● **SUPPLIED TEXT**:
Winthrop would muse that the voice he heard was perhaps from the ghost of a sailor who had died several months before the UFO sighting when his ship had exploded when gunpowder had accidentally been ignited. Whatever the case may be, it is a pretty bizarre report, and it is hard to know what might be going on here. Once again, it only appears in one entry and is never brought up again, leaving it firmly and forever in the realm of speculation. It is all quite a strange case and series of events, and we are left to try and make sense of it all. Was any of this real, and if so, what was it? Or was this just a gag thrown into an important historical figure's journal, and if so, why? It is certainly a bizarre historical oddity, which has definite repercussions on the UFO discussion and which many are not aware even exists at all.
An otherworldly series of events allegedly occurred in April of 1665 in the skies over Barhöfft, which was then in Sweden, but is now in Germany. On this occasion, there were supposedly seen several disc-shaped objects that were battling amongst themselves, after which they scattered, and one remained hovering there, which apparently made all those who looked upon it sick. One Erasmus Francisci would write of this in a 1689 article entitled Der wunder-reiche Ueberzug unserer Nider-Welt/Oder Erd-umgebende, in which he says of the battle and its aftermath:
“After a while out of the sky came a flat round form, like a plate, looking like the big hat of a man… Its color was that of the darkening moon, and it hovered right over the Church of St. Nicolai. There it remained stationary until the evening. The fishermen, worried to death, didn’t want to look further at the spectacle and buried their faces in their hands. On the following days, they fell sick with trembling all over and pain in head and limbs. Many scholarly people thought a lot about that.”

● **TASKS TO COMPLETE**:
1/ In the account of historical UFO sightings, over which church did the plate-shaped object hover?
2/ Pick up the account of historical UFO sightings after its final sentence and carry it forward.

[Stored data]
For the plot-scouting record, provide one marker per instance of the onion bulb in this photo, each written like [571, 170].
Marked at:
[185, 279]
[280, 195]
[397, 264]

---

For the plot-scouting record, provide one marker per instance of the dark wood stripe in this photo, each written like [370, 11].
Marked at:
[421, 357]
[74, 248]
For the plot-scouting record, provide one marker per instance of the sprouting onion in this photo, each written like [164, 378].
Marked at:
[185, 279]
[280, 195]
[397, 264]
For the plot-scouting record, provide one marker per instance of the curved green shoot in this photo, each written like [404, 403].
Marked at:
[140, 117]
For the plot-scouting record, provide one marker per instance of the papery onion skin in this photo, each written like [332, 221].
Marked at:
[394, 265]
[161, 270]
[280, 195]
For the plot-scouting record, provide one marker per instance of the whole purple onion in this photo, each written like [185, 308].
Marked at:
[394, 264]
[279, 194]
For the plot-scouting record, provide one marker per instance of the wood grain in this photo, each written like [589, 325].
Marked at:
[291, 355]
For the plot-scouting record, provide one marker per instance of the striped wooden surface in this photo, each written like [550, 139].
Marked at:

● **RESPONSES**:
1/ The Church of St. Nicolai.

2/
As with the Nuremburg case, this has been speculated as being mirages, birds, or some other mundane phenomena, but the detail of the fishermen falling sick is intriguing, and makes one wonder if this could have been an effect of radiation sickness in an era when we didn’t even know what radiation was. What do we make of this account?
Looking at such cases as we have examined here, it is plain to see that the UFO phenomenon is far from a modern-day construct. It is also interesting that, although some of the very earliest biblical accounts seem to look at it through a cultural lens, many of the accounts are spookily similar to any report you might read today, suggesting that these aerial phenomena spotted in modern times might be the very same entities sighted centuries ago. Could this be, and if these are alien forces, might they have been on Earth for far longer than presumed? Or is this all just misidentification and tall tales? In any case, it all deepens the landscape of the UFO phenomenon and adds another layer of strangeness.